> Trecho do documento
:::

O radialista e escritor Márcio Gringgs estava apresentando um programa no estúdio de uma rádio local e mergulhou em uma jornada de cobertura ininterrupta, sem intervalos comerciais. “Uma colega repórter estava em frente à boate e começou a informar o número de mortos confirmados: 20, 30. No final da manhã, já eram centenas”, recorda-se Gringgs, casado com uma psicóloga que trabalhou no atendimento de emergência.
O professor Vitor Crestani Calegaro, do Departamento de Neuropsiquiatria do Hospital Universitário de Santa Maria (HUSM), vinculado à Universidade Federal de Santa Maria (UFSM), viu nascer naquele dia o embrião do que viria a ser o Centro Integrado de Atenção às Vítimas de Acidentes (Ciava).
Na noite do incêndio, ele concluía o período de residência na instituição e engajou-se nas operações de socorro. “O atendimento de emergência durou uma semana. Depois, voltamo-nos para as pessoas internadas. Num terceiro momento, foi organizado o serviço ambulatorial. Psiquiatras voluntários, ex-professores, ex-alunos dispuseram-se a ajudar”, relembra.
O Ciava, segundo Calegaro, surgiu por iniciativa de professores da UFSM e servidores de diversas áreas do HUSM. “Desde o início, pensamos que deveria haver atendimento de longo prazo e de caráter multiprofissional, com especialidades médicas e não-médicas, como Fisioterapia, Fonoaudiologia e Enfermagem. Esse é um grande diferencial do nosso serviço: atendemos em conjunto, com diversos especialistas. Não existe um lugar no hospital chamado Ciava. Somos uma equipe muito unida, fazemos reuniões e trabalhamos de forma coordenada”, explica.

:::

> Linhas fornecidas
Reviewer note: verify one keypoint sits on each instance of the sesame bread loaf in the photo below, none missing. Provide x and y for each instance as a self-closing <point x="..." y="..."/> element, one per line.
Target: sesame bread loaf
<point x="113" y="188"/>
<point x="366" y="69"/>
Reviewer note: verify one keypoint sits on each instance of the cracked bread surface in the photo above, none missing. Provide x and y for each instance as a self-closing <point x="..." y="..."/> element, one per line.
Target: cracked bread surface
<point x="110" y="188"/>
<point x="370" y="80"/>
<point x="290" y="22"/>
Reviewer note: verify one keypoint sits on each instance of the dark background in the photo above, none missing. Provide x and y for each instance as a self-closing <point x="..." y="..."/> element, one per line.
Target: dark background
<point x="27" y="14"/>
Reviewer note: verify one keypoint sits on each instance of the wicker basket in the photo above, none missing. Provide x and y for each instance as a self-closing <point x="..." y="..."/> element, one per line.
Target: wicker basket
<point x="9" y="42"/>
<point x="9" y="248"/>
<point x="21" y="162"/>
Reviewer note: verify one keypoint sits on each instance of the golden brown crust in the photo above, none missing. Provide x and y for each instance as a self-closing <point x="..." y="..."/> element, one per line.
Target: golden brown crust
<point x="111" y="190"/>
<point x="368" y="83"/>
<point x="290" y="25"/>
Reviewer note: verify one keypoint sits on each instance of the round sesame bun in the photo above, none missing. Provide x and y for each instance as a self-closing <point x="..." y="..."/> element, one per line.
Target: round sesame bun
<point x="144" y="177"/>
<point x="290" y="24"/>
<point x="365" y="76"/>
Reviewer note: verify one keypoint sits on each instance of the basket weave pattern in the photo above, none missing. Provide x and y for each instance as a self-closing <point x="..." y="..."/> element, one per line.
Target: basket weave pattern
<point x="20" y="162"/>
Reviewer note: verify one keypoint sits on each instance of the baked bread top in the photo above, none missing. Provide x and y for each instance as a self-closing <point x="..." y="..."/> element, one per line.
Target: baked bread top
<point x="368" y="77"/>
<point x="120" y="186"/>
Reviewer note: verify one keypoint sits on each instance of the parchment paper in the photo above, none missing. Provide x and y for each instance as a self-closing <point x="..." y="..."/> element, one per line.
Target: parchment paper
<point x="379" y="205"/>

:::

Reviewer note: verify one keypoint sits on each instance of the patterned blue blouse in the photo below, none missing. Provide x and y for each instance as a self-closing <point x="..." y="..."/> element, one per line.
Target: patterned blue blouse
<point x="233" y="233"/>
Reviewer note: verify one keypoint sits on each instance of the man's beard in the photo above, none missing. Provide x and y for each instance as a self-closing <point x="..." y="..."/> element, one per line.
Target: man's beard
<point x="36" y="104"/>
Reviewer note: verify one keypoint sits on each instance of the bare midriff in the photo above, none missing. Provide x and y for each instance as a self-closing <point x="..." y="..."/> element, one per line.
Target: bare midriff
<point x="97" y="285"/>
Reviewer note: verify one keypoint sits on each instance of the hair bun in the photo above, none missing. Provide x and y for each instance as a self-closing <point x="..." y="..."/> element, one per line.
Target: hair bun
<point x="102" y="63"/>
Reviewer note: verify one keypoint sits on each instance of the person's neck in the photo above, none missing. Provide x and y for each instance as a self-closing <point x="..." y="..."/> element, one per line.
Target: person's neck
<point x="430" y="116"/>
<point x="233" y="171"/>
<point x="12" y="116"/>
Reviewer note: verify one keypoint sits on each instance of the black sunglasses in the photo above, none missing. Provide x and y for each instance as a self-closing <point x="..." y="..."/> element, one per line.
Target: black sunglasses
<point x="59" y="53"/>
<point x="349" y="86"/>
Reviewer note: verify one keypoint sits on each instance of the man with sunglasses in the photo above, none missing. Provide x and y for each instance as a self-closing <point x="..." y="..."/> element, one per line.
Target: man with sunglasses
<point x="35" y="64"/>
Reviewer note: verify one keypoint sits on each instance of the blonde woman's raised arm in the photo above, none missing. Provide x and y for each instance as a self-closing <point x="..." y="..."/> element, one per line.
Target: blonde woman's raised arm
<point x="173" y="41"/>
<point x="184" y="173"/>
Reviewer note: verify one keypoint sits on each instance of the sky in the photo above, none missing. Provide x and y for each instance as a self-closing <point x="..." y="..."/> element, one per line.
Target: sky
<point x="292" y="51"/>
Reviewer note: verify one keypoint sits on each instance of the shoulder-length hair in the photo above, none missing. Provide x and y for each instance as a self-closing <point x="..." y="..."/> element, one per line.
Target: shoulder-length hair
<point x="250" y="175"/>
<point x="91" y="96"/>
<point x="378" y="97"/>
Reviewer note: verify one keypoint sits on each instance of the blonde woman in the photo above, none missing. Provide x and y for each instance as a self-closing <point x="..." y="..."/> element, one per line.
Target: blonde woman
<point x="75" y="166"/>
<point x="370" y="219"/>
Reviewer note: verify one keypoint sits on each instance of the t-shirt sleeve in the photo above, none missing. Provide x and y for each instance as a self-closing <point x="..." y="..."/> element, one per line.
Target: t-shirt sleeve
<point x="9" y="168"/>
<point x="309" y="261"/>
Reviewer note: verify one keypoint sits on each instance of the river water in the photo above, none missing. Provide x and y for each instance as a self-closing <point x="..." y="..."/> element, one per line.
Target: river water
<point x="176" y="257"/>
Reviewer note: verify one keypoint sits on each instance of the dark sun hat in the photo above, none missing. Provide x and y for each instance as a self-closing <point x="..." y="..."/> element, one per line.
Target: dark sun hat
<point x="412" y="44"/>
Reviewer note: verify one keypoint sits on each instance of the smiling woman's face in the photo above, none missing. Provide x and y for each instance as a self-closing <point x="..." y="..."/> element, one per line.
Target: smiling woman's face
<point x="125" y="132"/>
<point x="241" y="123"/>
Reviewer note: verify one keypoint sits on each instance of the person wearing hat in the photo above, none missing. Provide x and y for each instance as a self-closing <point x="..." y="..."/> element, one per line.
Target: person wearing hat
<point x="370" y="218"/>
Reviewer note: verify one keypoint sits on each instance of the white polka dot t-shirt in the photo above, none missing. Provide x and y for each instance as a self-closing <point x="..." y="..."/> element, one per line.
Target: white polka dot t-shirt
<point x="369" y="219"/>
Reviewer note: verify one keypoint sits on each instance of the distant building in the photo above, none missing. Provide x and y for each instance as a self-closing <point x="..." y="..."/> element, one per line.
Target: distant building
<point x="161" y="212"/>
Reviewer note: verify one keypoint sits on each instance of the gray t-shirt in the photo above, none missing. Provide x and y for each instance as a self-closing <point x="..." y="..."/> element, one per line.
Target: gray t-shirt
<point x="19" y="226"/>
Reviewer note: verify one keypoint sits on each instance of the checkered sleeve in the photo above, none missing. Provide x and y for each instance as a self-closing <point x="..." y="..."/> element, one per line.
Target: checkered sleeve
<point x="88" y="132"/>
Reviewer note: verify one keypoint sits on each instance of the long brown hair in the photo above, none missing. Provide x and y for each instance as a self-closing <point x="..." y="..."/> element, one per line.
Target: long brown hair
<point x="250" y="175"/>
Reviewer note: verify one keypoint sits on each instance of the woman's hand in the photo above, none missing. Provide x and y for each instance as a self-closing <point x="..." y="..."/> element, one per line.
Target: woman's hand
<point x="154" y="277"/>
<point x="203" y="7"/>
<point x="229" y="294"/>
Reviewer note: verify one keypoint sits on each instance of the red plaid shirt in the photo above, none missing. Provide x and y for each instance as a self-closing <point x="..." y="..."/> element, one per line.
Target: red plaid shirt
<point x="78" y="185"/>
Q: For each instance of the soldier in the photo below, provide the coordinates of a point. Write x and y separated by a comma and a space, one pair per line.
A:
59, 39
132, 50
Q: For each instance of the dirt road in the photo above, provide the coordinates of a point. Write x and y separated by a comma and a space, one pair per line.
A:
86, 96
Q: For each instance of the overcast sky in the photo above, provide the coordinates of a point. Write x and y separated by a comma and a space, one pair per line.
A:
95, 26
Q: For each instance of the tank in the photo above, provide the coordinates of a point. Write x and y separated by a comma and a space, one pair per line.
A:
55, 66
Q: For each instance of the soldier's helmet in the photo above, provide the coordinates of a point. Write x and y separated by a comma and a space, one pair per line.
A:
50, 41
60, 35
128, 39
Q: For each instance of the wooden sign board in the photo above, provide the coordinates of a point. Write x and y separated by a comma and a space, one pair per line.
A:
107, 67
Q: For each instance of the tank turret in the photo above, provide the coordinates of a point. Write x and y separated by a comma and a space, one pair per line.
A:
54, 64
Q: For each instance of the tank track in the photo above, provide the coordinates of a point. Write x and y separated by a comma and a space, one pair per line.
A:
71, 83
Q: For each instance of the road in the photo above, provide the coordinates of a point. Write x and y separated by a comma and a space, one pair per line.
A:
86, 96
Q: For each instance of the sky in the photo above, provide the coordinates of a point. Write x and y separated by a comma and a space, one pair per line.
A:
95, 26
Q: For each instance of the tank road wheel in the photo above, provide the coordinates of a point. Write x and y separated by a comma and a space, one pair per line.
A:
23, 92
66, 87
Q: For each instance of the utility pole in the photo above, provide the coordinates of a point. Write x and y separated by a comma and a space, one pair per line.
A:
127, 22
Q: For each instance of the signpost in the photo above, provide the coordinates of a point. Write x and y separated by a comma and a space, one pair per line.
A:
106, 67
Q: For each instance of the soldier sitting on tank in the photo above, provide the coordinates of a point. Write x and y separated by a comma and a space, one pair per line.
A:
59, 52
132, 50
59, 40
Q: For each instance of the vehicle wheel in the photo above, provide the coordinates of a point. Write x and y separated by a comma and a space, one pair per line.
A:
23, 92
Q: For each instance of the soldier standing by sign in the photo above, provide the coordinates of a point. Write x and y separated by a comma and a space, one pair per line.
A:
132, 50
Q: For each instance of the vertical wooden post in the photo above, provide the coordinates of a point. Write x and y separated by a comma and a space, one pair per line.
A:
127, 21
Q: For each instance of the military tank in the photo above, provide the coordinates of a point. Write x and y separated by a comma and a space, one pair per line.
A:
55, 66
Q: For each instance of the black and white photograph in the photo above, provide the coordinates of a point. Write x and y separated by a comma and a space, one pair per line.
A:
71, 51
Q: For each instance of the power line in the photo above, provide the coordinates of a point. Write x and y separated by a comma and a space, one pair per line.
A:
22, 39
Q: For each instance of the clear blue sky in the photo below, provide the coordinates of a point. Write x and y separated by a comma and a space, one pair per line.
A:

:::

> Suas tarefas
**1.** Reproduza do texto sobre o atendimento às vítimas do incêndio em Santa Maria a passagem de "O radialista e" até "de Acidentes (Ciava).".
**2.** Segundo o texto sobre o atendimento às vítimas do incêndio em Santa Maria, quanto tempo durou o atendimento de emergência?
**3.** Prossiga com o texto sobre o atendimento às vítimas do incêndio em Santa Maria a partir da última frase apresentada.

> Resultados do exercício
**1.**
O radialista e escritor Márcio Gringgs estava apresentando um programa no estúdio de uma rádio local e mergulhou em uma jornada de cobertura ininterrupta, sem intervalos comerciais. “Uma colega repórter estava em frente à boate e começou a informar o número de mortos confirmados: 20, 30. No final da manhã, já eram centenas”, recorda-se Gringgs, casado com uma psicóloga que trabalhou no atendimento de emergência.
O professor Vitor Crestani Calegaro, do Departamento de Neuropsiquiatria do Hospital Universitário de Santa Maria (HUSM), vinculado à Universidade Federal de Santa Maria (UFSM), viu nascer naquele dia o embrião do que viria a ser o Centro Integrado de Atenção às Vítimas de Acidentes (Ciava).

**2.** Durou uma semana.

**3.**
O aprendizado de Santa Maria na resposta a situações de dor e trauma é reconhecido nacionalmente e foi empregado em outras emergências. Dassoler, do Santa Maria Acolhe, esteve em Mariana, Minas Gerais, depois do rompimento da barragem do Fundão, e em Chapecó, Santa Catarina, após a queda do avião com jogadores da Chapecoense, em 2016.
“Há muitas semelhanças entre os episódios, mas também diferenças. São cidades menores, e no caso de Mariana o fator desencadeador foi uma grande empresa (a Vale S.A., proprietária da barragem) e não um pequeno negócio. Em todas, porém, há o impacto da urgência, porque esses acontecimentos rompem a rotina não apenas das pessoas, mas da cidade”, afirma.
Uma medalha de agradecimento foi conferida pela Chapecoense a uma equipe de cinco profissionais do Santa Maria Acolhe, entre os quais estava Dassoler, que doou à Associação dos Familiares de Vítimas e Sobreviventes da Tragédia de Santa Maria (AAVTSM).
O secretário de Saúde de Santa Maria, Guilherme Ribas, diz que a concepção de atendimento em rede, fundamental no estágio atual do Santa Maria Acolhe, é a principal lição em termos de atendimento à saúde mental após o incêndio da Kiss.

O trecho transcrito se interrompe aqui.